→ **Task**
Restate exactly, please, each line of the listing from the one with "Objective: one point per instance of the white pitch" to the last, including both.

→ **Input data**
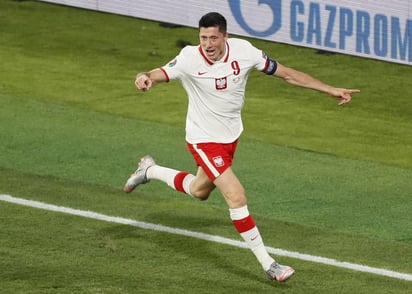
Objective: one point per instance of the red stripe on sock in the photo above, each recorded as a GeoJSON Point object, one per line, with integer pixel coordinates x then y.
{"type": "Point", "coordinates": [178, 181]}
{"type": "Point", "coordinates": [244, 224]}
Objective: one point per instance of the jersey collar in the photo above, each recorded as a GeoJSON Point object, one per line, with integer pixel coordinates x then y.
{"type": "Point", "coordinates": [211, 62]}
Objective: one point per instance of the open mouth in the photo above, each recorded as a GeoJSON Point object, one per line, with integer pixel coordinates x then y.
{"type": "Point", "coordinates": [210, 52]}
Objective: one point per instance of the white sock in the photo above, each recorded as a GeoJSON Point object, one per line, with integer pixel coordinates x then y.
{"type": "Point", "coordinates": [246, 227]}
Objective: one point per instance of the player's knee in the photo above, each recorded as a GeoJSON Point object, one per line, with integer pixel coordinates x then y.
{"type": "Point", "coordinates": [202, 195]}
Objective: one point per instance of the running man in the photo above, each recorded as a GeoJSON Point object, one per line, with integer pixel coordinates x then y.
{"type": "Point", "coordinates": [214, 75]}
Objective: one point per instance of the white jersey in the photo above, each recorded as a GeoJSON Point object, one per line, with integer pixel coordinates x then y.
{"type": "Point", "coordinates": [216, 89]}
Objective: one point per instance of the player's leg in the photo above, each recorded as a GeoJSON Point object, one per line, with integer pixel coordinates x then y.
{"type": "Point", "coordinates": [199, 186]}
{"type": "Point", "coordinates": [234, 194]}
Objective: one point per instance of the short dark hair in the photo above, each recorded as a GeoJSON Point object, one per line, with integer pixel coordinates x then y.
{"type": "Point", "coordinates": [213, 19]}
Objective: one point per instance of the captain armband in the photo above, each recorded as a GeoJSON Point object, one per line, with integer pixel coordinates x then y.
{"type": "Point", "coordinates": [270, 67]}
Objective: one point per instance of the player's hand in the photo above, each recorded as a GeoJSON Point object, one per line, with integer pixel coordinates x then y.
{"type": "Point", "coordinates": [143, 82]}
{"type": "Point", "coordinates": [343, 95]}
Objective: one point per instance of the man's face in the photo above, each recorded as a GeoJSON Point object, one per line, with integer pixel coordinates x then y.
{"type": "Point", "coordinates": [213, 42]}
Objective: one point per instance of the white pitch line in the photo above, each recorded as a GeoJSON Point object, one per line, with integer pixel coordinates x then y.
{"type": "Point", "coordinates": [203, 236]}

→ **Exercise output**
Objective: one point per instance of the white pitch line in the photo above, each recorded as a GeoJSON Point object, one per line, with integer pixel coordinates x then y.
{"type": "Point", "coordinates": [203, 236]}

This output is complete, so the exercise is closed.